Kendi mübarek kolunu yukarı kaldırdı. Koltığunun altına saplı oku gösterdi. Gaybi beg, bakıp gördüki attığı ok Sultan Abdal Musa’nın koltuğuna saplanmış duruyor. Meğer bu geyik suretinde görünen bu asitenenin şeyhi Abdal Musa Sultan imiş. Begzade bu durumu görünce pek pişman oldu, utandı, bir vakit korku ve heyecanından kendine gelemedi. Kendine gelince hemen Sultan’ın elini öpüp, ayağına baş koydu, özür diledi, tazarru ve niyaz eyledi. Abdal Musa da koltuğunun altındaki oku çıkarıp Gaybi Beg’in önüne koydu ve şöyle dedi:
“-Dergahumuzda itizar ehline lutfu ihsan kapusı her zaman açukdur. Biz geçdük suçundan, bir dahı böyle etmeyesün, her gördüğün cana ok atmayasun.”

Kaygusuz Abdal’ın geyiğin peşine düşerek dergaha girmesi, sonrasında da attığı oku Abdal Musa’nın sol kolunun koltuğunun altında saplanmış olarak görmesi, gerçek bir veli ile karşılaştığna ve aynı zamanda her canlıda bir mânâ olduğuna işaret etmektedir.
+-------+
● Alıştırma yönergesi
Kaygusuz Abdal ile Abdal Musa hakkındaki metni son cümlesinin ardından devam ettirin.

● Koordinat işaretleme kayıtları
+-------+
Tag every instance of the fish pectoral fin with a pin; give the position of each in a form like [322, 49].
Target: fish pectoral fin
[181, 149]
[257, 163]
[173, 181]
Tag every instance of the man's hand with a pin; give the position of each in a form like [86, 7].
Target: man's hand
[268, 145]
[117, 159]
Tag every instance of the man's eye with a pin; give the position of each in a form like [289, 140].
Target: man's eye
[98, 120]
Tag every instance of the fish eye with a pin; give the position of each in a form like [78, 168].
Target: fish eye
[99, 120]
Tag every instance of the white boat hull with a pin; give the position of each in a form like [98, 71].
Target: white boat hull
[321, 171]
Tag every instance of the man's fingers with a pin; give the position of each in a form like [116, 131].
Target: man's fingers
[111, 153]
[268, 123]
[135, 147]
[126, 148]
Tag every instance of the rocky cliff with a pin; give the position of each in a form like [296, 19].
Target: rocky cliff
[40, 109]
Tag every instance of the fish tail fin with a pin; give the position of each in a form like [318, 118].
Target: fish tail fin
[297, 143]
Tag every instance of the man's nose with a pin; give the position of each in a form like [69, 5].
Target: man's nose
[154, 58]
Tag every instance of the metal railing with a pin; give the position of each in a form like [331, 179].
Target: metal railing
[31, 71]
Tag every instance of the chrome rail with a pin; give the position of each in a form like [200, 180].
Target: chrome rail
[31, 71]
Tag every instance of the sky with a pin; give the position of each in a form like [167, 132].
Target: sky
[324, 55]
+-------+
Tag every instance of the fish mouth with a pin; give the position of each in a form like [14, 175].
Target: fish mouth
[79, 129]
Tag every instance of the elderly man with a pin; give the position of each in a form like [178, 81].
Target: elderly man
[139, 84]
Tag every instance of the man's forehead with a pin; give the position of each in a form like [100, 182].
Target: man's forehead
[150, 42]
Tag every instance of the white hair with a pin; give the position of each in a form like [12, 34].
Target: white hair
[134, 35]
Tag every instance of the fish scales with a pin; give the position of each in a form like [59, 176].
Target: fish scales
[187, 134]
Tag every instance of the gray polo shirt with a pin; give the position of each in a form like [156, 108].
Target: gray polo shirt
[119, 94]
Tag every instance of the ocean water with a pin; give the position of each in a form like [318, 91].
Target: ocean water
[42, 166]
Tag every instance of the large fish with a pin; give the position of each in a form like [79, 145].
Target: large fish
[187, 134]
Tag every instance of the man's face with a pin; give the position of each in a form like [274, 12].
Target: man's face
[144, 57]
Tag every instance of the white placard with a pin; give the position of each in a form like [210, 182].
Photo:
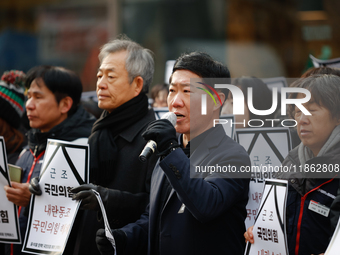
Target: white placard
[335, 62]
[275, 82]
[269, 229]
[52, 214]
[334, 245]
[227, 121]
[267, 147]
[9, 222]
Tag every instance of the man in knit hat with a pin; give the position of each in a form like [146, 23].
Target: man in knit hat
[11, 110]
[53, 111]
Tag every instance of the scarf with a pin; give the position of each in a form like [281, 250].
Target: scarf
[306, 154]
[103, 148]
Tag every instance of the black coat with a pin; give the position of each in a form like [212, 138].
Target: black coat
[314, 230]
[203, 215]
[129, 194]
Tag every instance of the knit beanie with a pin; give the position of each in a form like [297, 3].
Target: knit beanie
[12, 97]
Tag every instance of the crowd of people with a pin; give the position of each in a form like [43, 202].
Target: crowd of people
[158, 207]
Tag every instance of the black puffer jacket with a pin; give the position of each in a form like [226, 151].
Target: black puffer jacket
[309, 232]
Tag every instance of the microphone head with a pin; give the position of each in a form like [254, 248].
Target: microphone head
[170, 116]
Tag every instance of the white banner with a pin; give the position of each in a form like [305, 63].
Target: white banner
+-------+
● Görevin yanıtı
‘Kaygusuz’ mahlasını alması
Alayi Gaybi Bey, Abdal Musa’nın dergâhında babasının(Hüsameddin Mahmud)rızasıyla kalmasının ardından kendini beylikten terk eder ve maddi hayattan kendini tamamı ile soyutlar. Zahir yani görünür alemden nefsini tecrit eder. Abdal Musa Sultan’ın huzurunda özünü dar’a çekip ikrar verir. Yola girerken ikinci kez dünyaya gelmiş sayılır. Bu nedenle biyolojik doğumla aldığı adını geride bırakır. Bundan sonra da Abdal Musa, Gaybi’nin yüzüne bakar ve şöyle der:
“Gaybi, kaygudan reha buldun; şimdiden sonra Kaygusuz oldun.”

“Kul Kaygusuz ayru düşmiş pirinden
Aglar gelür Sultan Abdal Musa’ya”
Kaygusuz Abdal, Abdal Musa Sultan’dan aldığı 3-4 yıllık eğitimin ardından Mısır’a gider. Mısır, anlaşıldığı kadarıyla o dönemde çeşitli bilimler için eğitimde ileri bir aşamadaydı. Bazı araştırmacılar Kaygusuz Abdal’ın eğitim amacıyla Mısır’da 3 sene kadar kaldığını belirtiyor. Bazılarına göre ise Kaygusuz, Hac vazifezi maksadıyla Mısır’a gidiyor.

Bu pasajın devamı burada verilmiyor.